_THE TASK_
Express every row below as a two-column CSV with the columns text and answer, one line per row. Put each row's text and its answer in separate quoted fields, replacing any line breaks with spaces.

_RECORDED INFORMATION_
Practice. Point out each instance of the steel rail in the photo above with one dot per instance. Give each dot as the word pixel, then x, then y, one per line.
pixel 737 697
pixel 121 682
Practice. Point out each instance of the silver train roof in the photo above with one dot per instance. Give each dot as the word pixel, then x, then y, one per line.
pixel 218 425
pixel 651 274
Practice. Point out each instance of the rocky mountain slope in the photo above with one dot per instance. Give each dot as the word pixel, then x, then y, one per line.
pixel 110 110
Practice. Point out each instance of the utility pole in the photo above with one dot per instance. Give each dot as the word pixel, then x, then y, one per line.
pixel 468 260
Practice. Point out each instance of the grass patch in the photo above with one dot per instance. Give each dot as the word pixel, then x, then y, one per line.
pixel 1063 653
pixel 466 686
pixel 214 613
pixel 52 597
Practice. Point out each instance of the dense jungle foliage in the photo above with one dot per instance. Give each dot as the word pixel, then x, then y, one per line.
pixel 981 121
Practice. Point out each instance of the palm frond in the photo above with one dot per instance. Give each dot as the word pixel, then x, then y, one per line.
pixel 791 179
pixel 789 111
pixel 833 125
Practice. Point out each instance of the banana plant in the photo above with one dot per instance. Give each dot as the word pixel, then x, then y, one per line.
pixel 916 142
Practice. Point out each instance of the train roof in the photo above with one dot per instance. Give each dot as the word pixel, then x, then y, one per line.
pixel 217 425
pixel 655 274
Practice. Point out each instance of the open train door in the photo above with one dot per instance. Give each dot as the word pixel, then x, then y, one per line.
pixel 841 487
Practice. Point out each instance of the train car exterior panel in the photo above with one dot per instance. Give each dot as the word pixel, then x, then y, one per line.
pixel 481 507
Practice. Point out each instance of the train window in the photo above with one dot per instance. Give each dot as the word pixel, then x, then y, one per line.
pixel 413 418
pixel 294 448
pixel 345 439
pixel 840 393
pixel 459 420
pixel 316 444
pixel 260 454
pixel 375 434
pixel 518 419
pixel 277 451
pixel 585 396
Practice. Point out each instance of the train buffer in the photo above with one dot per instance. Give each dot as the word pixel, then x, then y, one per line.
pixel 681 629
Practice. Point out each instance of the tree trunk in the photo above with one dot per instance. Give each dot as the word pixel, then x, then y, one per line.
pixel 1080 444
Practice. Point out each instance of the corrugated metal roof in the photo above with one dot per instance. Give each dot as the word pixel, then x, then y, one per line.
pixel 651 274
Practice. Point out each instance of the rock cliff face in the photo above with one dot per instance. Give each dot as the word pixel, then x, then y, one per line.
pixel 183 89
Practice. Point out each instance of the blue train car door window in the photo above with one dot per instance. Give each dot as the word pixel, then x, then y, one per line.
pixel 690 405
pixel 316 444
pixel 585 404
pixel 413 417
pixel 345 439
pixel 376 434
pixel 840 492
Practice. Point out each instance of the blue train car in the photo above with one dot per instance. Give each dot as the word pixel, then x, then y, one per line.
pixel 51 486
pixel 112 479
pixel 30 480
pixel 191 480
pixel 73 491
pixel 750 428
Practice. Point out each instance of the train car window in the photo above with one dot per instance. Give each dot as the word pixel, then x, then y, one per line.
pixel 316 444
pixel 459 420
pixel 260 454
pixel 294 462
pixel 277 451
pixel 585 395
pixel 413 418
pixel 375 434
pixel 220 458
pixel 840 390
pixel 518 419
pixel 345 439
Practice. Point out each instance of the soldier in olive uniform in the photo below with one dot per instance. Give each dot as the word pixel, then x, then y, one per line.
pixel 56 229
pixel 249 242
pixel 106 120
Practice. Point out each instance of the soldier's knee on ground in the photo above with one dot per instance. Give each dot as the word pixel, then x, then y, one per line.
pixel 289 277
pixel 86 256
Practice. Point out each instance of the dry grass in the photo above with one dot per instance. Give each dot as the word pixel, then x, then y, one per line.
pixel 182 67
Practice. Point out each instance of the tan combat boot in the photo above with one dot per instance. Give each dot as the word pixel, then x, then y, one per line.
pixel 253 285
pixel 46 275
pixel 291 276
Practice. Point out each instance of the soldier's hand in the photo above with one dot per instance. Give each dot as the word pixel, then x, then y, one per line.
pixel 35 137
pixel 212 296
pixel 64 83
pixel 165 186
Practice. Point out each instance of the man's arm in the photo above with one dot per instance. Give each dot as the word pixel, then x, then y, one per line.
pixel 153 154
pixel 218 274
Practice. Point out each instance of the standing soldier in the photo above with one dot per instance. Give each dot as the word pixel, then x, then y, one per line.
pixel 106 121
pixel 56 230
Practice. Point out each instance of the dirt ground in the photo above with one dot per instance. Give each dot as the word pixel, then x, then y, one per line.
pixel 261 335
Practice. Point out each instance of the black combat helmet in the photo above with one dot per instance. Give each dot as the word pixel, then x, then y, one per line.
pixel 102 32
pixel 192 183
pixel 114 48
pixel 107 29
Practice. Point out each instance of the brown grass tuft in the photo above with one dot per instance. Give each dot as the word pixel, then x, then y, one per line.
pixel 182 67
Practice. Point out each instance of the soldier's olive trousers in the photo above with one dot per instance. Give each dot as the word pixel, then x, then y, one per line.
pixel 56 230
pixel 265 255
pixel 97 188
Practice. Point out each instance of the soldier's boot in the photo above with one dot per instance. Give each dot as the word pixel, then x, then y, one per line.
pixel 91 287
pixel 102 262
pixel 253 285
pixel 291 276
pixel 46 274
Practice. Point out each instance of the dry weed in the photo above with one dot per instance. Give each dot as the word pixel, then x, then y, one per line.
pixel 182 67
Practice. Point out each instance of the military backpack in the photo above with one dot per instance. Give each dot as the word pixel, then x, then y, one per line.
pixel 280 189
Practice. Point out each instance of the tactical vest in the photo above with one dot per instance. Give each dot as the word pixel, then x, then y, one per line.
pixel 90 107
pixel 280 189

_FINISHED TASK_
text,answer
"Practice. Point out each instance of the steel rail in the photo above with one dot per instance. Give each dot as the word pixel, then x, then y, one per line.","pixel 737 697 pixel 121 682"
"Practice. Point out each instance of the silver train roof in the photo above with one dot per instance. Give each dot as the word pixel, then x, then y, one per line.","pixel 218 425 pixel 651 274"
"Practice. Point out each instance of the rocky mountain slope in the photo above with one dot per instance. Give each dot as the word pixel, then x, then y, one per line.","pixel 110 110"
"Practice. Point out each instance of the utility pole in the photo above with one dot per instance. Give each dot as the word pixel, then x, then y, one per line.","pixel 468 260"
"Practice. Point out each instance of the grass patch in the photo above with one dot per instance. Give each dot as the word pixel, then x, then y, one per line.","pixel 1063 653 pixel 466 686 pixel 214 613 pixel 52 597"
"Practice. Point out each instance of the dense jungle foliage in the photo above with one dot per instance. Give each dot as the word pixel, then x, then y, one per line.","pixel 981 121"
"Practice. Point out each instance of the palm frond in the photo above with one dot per instance. Give each dot as the word pixel, then x, then y, one per line.","pixel 791 179 pixel 789 111 pixel 833 125"
"Practice. Point out each instance of the banana plant in the photo above with one dot per instance. Give each dot as the word pixel, then x, then y, one per line.","pixel 916 142"
"Practice. Point out each instance of the train roof in the photo above with one dot per instance. Give each dot as the word pixel, then x, then y, one per line.","pixel 217 425 pixel 655 274"
"Practice. Point out each instance of the open train door in the photo above with one dot per instance. Give each dot as the word pixel, then x, then y, one per line.","pixel 841 487"
"Practice. Point out each instance of the train car exterior panel in the photo above with one dot per instance. Give each dot as the word pixel, then x, then y, one per line.","pixel 481 507"
"Practice. Point out each instance of the train window in the photo above with one dot per instance. Give each dot as the word pixel, then x, then y, one per line.","pixel 413 418 pixel 294 448 pixel 345 439 pixel 840 393 pixel 459 420 pixel 316 444 pixel 260 454 pixel 375 434 pixel 518 419 pixel 277 451 pixel 585 396"
"Practice. Point out each instance of the train buffer in the photo above with one dot per instance. Give each dot as the word pixel, then x, then y, one per line.","pixel 681 629"
"Practice. Point out each instance of the tree trunk in the photo above with one dot per instance. Give each dot as the word pixel, then x, then y, one per line.","pixel 1080 444"
"Practice. Point out each instance of the corrugated metal roof in the photo above with one dot per instance. Give each dot as the word pixel, then x, then y, one per line.","pixel 651 274"
"Practice. Point out each instance of the rock cliff face in the photo above with one dot per instance. Give each dot as the word pixel, then x, then y, one per line.","pixel 183 89"
"Practice. Point out each instance of the blue train car door window in the photo above with one dot per instance. Give each dot as the word pixel, then x, then y, one per line.","pixel 690 405 pixel 316 444 pixel 585 404 pixel 413 417 pixel 345 439 pixel 376 434 pixel 840 492"
"Practice. Point out each instance of the blue train car in the photo above with one dot per instance. Give each dot as the word pixel, then x, then y, one per line.","pixel 51 486 pixel 112 479 pixel 30 480 pixel 191 480 pixel 73 491 pixel 750 428"
"Practice. Point out each instance of the train car window in the photo above with one dot per instance. Give each dot as the word pixel, then x, then y, one per line.","pixel 316 444 pixel 459 420 pixel 260 454 pixel 294 462 pixel 277 451 pixel 585 395 pixel 413 418 pixel 375 434 pixel 220 458 pixel 840 390 pixel 518 419 pixel 345 439"
"Practice. Point out each instance of the soldier in olive uniform in the photo below with one dot per instance. Give each dot as the word pixel, then x, then y, one per line.","pixel 56 229 pixel 249 242 pixel 106 120"
"Practice. Point out each instance of the soldier's knee on ground in the photo above with one dot per instance. Give each dot as the word pixel, then x, then y, one per line.","pixel 289 277 pixel 86 256"
"Practice. Point out each instance of the dry grass in the photo above with one dot per instance. Give each dot as the word pixel, then x, then y, one per line.","pixel 182 67"
"Practice. Point out each instance of the tan combat boot in the photo above with one dot per instance. Give each dot as the word pixel, then x, then y, one per line.","pixel 253 285 pixel 46 275 pixel 291 276"
"Practice. Point out each instance of the soldier's hand in the photo above with one dot per instance. Give each dot as the word pixel, then x, then y, one per line.","pixel 35 137 pixel 212 296 pixel 64 83 pixel 165 186"
"Practice. Point out each instance of the man's arm in the photo above with one dot per instance. Give each dot as the word pixel, then x, then y, one per line.","pixel 153 154 pixel 218 274"
"Practice. Point out each instance of the standing soldier in the photo above with one dot per instance. Give each dot as the word pixel, then x, then y, one per line.","pixel 106 121 pixel 56 230"
"Practice. Point out each instance of the dirt ground in the photo above with one dot per instance. Give each dot as the word pixel, then x, then y, one per line.","pixel 261 335"
"Practice. Point out each instance of the black combat helmet in the photo above with one dot per instance. Give each dot as the word pixel, then x, then y, one per line.","pixel 102 32 pixel 192 183 pixel 114 48 pixel 107 29"
"Practice. Point out each instance of the brown grass tuft in the photo above with one dot per instance. Give each dot as the word pixel, then x, then y, one per line.","pixel 182 67"
"Practice. Point out each instance of the soldier's olive trousers in the photo above with one dot per instance. Give each dot as the word pixel, then x, then y, one per line.","pixel 56 230 pixel 265 255 pixel 97 188"
"Practice. Point out each instance of the soldier's boot in the photo above with one dot per instance. Give each dot as the word pixel, then x, then y, one per line.","pixel 91 287 pixel 102 262 pixel 253 285 pixel 291 276 pixel 46 274"
"Practice. Point out each instance of the dry weed in the photo above with one dot per instance. Give each dot as the word pixel, then x, then y, one per line.","pixel 182 67"
"Practice. Point out each instance of the military backpack in the photo above with one dot per instance. Give each dot as the word pixel, then x, then y, one per line.","pixel 280 189"
"Practice. Point out each instance of the tactical vest in the photo above with one dot per instance. Give each dot as the word pixel, then x, then y, one per line.","pixel 90 107 pixel 280 189"